## WHAT YOU WILL DO
Pull out every line in the entries below that contains the word "dark".

....................

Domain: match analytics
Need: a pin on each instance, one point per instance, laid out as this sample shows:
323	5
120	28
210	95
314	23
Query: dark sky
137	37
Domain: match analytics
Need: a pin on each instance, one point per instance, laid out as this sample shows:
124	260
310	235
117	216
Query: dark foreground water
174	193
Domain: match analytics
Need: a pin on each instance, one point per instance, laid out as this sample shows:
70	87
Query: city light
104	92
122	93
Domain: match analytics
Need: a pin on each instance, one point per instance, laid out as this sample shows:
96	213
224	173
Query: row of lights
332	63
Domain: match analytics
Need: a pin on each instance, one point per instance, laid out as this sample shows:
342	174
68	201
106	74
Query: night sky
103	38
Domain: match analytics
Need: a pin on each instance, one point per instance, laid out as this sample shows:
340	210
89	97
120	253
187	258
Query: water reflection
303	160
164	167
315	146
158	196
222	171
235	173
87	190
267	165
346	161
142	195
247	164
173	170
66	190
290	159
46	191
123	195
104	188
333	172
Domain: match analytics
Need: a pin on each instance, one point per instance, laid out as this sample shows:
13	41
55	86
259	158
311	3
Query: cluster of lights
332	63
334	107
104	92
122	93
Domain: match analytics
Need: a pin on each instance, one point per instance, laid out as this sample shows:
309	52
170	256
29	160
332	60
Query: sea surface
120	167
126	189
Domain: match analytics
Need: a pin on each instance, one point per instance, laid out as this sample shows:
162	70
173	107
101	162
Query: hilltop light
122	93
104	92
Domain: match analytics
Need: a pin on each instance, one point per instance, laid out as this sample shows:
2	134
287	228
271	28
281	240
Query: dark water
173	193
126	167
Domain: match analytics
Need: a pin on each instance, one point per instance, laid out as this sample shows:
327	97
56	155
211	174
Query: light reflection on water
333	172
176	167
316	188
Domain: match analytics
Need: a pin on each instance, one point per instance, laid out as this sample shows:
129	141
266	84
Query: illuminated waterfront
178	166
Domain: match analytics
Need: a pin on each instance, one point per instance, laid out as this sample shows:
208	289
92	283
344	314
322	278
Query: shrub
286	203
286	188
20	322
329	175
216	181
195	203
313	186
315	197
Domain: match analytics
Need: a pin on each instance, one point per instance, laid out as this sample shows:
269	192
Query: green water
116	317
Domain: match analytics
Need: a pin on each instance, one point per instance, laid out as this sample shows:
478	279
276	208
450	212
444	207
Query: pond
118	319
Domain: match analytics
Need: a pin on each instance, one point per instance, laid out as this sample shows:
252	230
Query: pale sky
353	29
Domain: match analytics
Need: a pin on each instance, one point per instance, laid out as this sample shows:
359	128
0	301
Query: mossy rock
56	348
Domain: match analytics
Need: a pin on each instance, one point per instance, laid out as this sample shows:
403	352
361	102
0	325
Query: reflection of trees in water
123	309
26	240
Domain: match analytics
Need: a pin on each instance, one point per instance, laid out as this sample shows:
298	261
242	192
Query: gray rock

....................

## ANSWER TO THIS TASK
Query: dark sky
Query: dark foreground water
Query: dark water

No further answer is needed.